**Document passage**
---

Geographic null models for species distribution modeling: An implementation combining BIOMOD2 and dismo [Code Dump]

Warning this is more of a code dump instead of a blogpost but I'm still putting it out there hoping it's still useful for someone else as it has been sitting in my draft folder for far too long. Anyways the paper by Robert Hijmans is really worth reading if you're interested in the evaluation of species distribution models. If you have questions, don't hesitate to contact me.

Geographic null model from paper by Robert Hijsmans (link to paper).
package dismo (maintained by Robert J. Hijmans). and the package BIOMOD2.

Load libraries:

library("biomod2")
library("dismo")

The null_model_evaluation function takes as input a BIOMOD2 model.

null_model_evaluation <- function(models) {
  ## flow
  ## 1) create geographic null model from the points used as training data
  ## 2) compare AUC of the model with AUC of the geographic null model (use same presence/absence data)
  
  ## extract test data from models
  data <- get_formal_data(models)
  calib.lines <- get(load(models@calib.lines@link))
  nbOfRuns <- (length(calib.lines) / length(data@data.species))
  calib.lines.mat <- as.matrix(calib.lines, nrow=length(data@data.species), ncol=nbOfRuns)

  evaluations <- get_evaluations(models)
  dims <- dimnames(evaluations)
  rocIndex <- which(dims[1][[1]] == "ROC")
  testingDataIndex <- which( dims[2][[1]] == "Testing.data")
  
  species.data <- data@coord[which(data@data.species == 1),]
  background.data <- data@coord[is.na(data@data.species),]
  
  result <- array(dim=c(nbOfRuns, 2, length(dims[3][[1]])), dimnames=list(dims[4][[1]],c("model", "geo_null_model"), dims[3][[1]]))
  
  ## calculate geographic null models
  for( methodIndex in 1:length(dims[3][[1]])){
    for (runIndex in 1:nbOfRuns){
      model.auc <- evaluations[rocIndex, testingDataIndex,methodIndex,runIndex,1]
      result[runIndex,1,methodIndex] <- model.auc
      
      train.species.data <- species.data[calib.lines[1:nrow(species.data),runIndex],]
      test.species.data <- species.data[!calib.lines[1:nrow(species.data),runIndex],]
      if (nrow(test.species.data) > 0 & !is.na(model.auc)){
        train.background.data <- background.data[calib.lines[nrow(species.data)+1:nrow(calib.lines)-nrow(species.data),runIndex],]
        test.background.data <- background.data[!calib.lines[nrow(species.data)+1:nrow(calib.lines)-nrow(species.data),runIndex],]
        gd <- geoDist(train.species.data, lonlat=TRUE)

---

**Image point annotation rows**
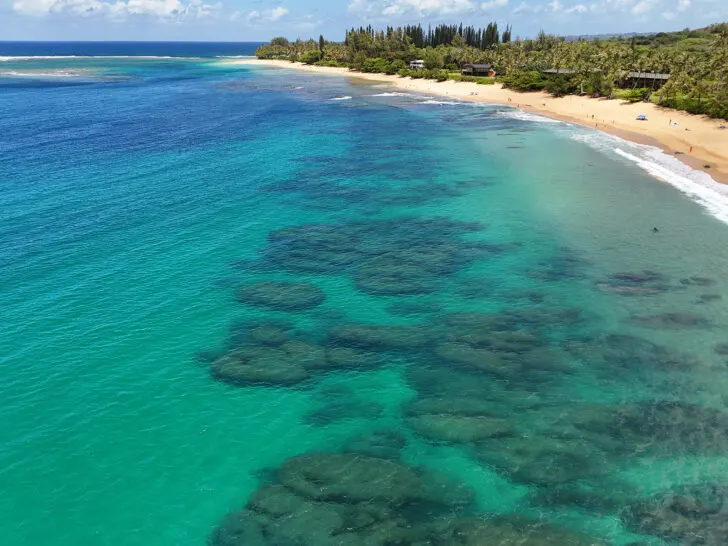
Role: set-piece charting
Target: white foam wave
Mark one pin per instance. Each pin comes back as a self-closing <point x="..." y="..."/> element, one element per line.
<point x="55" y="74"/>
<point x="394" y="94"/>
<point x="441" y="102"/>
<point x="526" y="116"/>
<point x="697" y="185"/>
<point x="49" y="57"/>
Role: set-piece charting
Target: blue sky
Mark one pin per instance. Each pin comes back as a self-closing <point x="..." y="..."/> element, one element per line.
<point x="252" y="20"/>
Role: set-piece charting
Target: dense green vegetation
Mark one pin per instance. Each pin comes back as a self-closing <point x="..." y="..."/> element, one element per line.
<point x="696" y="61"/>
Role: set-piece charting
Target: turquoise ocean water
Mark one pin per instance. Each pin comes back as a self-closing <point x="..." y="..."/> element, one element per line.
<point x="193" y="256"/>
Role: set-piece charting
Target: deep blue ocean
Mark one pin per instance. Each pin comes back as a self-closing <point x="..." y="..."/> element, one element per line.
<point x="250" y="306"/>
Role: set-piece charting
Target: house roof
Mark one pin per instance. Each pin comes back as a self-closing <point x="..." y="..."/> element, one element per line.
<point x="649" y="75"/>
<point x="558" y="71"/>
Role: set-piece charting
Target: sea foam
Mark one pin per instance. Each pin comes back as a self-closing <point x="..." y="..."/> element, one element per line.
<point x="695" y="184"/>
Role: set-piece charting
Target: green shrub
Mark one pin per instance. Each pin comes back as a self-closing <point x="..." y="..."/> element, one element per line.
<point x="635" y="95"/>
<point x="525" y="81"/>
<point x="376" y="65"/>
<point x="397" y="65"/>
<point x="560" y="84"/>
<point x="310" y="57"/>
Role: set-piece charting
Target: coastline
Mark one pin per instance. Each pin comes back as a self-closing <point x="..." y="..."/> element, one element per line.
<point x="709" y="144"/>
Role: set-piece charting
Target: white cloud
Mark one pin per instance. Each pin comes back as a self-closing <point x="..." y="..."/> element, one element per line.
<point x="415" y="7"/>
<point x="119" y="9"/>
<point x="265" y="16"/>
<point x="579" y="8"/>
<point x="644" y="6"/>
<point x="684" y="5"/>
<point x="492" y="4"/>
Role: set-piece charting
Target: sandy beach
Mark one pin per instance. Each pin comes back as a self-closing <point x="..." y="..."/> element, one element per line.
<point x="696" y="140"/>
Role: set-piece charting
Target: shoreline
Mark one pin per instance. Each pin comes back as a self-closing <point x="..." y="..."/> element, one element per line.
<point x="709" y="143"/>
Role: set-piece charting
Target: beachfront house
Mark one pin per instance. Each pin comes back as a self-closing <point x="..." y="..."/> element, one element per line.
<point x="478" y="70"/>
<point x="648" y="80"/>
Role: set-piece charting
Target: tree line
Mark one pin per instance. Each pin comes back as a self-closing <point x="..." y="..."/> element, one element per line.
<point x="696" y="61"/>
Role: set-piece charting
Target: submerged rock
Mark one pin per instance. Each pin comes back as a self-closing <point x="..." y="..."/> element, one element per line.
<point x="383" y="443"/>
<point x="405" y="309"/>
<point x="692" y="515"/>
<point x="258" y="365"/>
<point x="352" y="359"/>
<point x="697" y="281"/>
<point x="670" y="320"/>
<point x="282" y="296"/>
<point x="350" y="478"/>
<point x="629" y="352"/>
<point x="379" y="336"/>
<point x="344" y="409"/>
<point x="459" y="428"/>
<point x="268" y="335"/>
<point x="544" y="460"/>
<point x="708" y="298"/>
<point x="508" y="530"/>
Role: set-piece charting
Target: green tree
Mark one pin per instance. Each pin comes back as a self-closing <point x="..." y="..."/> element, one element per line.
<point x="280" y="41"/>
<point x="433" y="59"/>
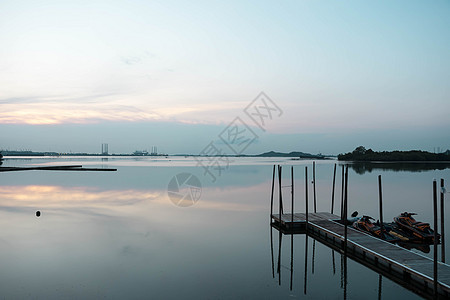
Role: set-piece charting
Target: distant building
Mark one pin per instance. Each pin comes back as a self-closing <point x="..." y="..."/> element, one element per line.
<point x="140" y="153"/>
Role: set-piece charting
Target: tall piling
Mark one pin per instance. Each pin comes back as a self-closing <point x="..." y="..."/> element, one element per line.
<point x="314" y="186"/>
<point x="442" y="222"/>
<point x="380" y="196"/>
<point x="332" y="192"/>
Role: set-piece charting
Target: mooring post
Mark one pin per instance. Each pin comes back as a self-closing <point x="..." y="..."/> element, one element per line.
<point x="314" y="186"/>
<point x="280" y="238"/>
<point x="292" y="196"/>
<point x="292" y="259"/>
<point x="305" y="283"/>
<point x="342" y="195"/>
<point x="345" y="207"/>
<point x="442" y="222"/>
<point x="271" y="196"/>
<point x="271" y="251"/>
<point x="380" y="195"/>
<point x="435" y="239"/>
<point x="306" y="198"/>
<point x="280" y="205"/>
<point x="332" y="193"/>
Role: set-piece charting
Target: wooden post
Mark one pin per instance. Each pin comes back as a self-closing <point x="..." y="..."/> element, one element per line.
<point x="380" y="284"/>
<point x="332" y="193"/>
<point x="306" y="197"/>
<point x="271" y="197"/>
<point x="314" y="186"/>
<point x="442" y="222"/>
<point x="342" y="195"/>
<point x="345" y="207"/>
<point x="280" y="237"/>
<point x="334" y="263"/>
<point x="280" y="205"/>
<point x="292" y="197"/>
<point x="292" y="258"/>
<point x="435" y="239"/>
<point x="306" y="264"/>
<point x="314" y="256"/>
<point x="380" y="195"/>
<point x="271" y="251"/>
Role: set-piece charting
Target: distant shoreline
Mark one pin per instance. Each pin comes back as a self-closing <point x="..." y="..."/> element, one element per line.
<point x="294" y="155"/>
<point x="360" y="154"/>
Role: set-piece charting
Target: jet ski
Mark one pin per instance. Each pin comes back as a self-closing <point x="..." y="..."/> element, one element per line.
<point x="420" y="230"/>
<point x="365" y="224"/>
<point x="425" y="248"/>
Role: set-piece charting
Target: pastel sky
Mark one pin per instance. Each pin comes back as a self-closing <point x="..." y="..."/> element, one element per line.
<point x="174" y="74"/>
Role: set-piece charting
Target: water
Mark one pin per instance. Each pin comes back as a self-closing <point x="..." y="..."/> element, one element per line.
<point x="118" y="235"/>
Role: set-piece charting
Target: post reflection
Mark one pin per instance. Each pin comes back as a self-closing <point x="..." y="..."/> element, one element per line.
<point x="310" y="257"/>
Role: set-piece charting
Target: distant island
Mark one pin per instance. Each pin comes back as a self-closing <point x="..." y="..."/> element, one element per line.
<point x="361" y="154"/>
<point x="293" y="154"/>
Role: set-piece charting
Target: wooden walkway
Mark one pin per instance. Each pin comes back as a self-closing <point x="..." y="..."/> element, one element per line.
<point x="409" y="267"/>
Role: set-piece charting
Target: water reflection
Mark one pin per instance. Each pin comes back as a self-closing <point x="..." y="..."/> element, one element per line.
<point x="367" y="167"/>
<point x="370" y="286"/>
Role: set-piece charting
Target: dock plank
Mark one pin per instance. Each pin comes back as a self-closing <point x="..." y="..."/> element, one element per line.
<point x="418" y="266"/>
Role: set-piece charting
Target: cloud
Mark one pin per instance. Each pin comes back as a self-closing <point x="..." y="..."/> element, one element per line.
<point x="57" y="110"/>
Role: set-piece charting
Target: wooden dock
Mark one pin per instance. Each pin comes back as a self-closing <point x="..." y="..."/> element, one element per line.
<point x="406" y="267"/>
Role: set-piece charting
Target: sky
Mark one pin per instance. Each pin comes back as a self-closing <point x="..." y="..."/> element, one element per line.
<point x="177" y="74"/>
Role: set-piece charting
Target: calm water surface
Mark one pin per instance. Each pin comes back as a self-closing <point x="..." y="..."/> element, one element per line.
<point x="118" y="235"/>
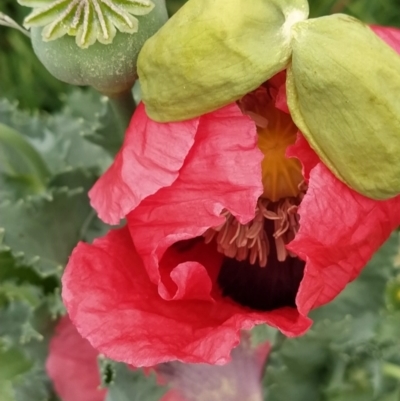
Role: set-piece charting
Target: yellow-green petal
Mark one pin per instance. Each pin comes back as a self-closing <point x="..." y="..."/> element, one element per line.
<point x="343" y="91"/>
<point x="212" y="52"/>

---

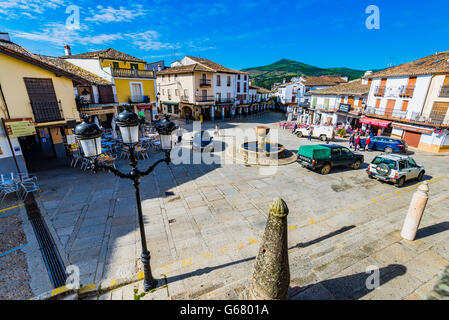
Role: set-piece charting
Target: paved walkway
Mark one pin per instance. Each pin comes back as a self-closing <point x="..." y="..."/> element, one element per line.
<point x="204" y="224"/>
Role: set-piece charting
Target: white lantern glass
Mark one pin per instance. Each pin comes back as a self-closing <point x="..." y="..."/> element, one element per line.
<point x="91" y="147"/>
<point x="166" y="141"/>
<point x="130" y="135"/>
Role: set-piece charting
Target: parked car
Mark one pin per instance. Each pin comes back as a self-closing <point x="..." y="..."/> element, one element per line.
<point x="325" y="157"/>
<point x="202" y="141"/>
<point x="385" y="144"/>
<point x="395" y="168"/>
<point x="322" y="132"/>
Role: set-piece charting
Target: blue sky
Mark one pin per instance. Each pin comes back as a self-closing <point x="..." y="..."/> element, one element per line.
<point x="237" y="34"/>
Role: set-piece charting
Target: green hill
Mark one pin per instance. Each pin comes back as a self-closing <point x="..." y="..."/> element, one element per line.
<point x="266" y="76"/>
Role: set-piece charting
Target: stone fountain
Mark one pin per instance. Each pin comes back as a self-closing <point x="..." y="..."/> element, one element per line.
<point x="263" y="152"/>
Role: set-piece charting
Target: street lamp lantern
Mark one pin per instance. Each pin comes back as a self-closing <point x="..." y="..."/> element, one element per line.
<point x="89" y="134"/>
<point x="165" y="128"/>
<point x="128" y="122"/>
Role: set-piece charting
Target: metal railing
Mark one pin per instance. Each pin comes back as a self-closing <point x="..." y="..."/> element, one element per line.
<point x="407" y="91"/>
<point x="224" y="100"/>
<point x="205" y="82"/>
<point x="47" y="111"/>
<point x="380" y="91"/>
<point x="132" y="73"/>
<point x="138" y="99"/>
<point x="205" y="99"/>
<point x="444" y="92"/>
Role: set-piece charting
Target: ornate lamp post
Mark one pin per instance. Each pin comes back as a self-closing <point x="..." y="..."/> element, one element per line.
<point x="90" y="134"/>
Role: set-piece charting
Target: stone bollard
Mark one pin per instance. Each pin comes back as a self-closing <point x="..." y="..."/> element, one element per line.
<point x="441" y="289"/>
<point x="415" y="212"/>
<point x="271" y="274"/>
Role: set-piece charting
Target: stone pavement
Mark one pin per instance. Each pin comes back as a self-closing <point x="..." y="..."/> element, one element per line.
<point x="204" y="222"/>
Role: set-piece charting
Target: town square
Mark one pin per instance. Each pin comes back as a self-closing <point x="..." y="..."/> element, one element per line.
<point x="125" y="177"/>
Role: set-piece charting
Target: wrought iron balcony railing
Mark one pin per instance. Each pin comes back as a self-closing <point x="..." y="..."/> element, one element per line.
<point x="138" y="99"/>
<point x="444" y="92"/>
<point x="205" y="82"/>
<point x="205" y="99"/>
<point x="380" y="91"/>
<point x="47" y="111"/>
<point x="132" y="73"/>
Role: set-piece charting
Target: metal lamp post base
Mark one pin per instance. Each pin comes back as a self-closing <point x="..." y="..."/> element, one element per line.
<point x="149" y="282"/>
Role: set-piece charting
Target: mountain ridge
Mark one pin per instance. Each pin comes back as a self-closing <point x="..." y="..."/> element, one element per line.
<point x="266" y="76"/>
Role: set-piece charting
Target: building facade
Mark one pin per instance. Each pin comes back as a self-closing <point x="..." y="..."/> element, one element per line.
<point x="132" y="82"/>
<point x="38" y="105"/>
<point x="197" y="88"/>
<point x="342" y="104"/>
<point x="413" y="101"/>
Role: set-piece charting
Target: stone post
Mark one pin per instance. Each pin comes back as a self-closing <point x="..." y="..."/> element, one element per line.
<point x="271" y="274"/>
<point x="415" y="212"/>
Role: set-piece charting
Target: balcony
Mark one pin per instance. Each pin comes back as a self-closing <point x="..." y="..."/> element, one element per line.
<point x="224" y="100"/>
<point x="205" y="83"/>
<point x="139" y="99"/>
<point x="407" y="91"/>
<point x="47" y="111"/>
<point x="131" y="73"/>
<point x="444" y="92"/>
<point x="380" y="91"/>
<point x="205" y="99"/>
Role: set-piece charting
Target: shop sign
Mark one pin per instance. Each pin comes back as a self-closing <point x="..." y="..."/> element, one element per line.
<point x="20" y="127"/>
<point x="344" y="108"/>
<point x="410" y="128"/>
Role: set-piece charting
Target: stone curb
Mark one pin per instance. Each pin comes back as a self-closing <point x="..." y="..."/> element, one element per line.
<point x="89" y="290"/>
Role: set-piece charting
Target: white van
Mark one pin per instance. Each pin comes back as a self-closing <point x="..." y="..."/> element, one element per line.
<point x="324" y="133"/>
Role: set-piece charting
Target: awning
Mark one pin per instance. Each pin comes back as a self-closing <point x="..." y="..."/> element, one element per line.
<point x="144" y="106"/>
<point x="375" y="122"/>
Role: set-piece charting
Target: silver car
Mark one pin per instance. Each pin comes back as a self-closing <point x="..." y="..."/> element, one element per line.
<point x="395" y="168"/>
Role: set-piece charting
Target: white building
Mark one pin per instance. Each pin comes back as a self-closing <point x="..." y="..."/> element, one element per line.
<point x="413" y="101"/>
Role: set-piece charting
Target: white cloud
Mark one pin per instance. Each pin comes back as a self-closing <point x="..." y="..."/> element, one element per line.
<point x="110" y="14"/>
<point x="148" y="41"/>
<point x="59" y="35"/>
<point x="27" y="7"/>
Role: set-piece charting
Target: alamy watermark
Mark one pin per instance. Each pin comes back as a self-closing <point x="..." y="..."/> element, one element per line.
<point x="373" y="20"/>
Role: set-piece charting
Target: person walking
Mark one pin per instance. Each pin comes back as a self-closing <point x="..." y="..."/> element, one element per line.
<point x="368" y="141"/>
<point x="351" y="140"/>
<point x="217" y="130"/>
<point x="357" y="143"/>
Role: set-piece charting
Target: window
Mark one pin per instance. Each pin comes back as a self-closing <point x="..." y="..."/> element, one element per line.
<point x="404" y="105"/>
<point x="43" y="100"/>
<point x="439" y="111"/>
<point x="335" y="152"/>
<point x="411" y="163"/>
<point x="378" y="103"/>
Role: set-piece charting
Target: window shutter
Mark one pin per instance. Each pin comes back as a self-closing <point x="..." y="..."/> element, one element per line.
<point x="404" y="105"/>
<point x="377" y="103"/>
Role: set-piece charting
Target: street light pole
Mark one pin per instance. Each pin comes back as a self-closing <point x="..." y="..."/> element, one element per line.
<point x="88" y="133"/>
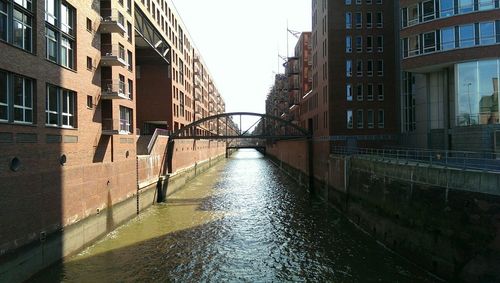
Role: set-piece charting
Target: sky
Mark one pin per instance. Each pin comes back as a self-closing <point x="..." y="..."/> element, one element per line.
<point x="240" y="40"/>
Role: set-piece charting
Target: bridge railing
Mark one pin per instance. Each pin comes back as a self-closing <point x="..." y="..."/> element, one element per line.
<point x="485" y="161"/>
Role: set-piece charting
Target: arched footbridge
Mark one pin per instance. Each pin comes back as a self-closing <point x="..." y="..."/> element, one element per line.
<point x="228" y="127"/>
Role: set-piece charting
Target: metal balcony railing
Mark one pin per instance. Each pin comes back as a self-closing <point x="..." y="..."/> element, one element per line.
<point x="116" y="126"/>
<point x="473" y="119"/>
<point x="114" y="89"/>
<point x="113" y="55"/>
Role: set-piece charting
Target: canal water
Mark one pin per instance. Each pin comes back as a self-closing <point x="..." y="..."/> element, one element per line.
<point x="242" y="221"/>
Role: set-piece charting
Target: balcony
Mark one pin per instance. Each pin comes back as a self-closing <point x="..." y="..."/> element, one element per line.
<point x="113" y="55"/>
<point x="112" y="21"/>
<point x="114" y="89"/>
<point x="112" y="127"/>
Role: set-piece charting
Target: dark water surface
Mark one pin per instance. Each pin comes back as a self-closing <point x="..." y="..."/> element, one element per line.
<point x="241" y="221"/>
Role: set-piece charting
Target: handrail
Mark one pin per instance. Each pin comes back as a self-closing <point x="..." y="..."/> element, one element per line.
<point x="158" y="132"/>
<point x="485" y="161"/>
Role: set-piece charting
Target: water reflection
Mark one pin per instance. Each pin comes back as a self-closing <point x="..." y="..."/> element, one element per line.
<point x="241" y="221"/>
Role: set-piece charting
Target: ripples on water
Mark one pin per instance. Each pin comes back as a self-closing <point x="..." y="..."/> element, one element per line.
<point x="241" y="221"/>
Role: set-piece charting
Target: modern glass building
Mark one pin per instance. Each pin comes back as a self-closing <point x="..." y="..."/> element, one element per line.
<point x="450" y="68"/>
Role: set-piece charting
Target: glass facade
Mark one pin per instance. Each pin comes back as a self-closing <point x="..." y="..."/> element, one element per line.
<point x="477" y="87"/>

---

**What is asked**
The post on geographic null models describes itself as more of a code dump than a blog post. What reason does the author give for publishing it anyway?

**The completed task**
The author is publishing it in the hope that it will still be useful to someone else, because it had been sitting in the draft folder for far too long.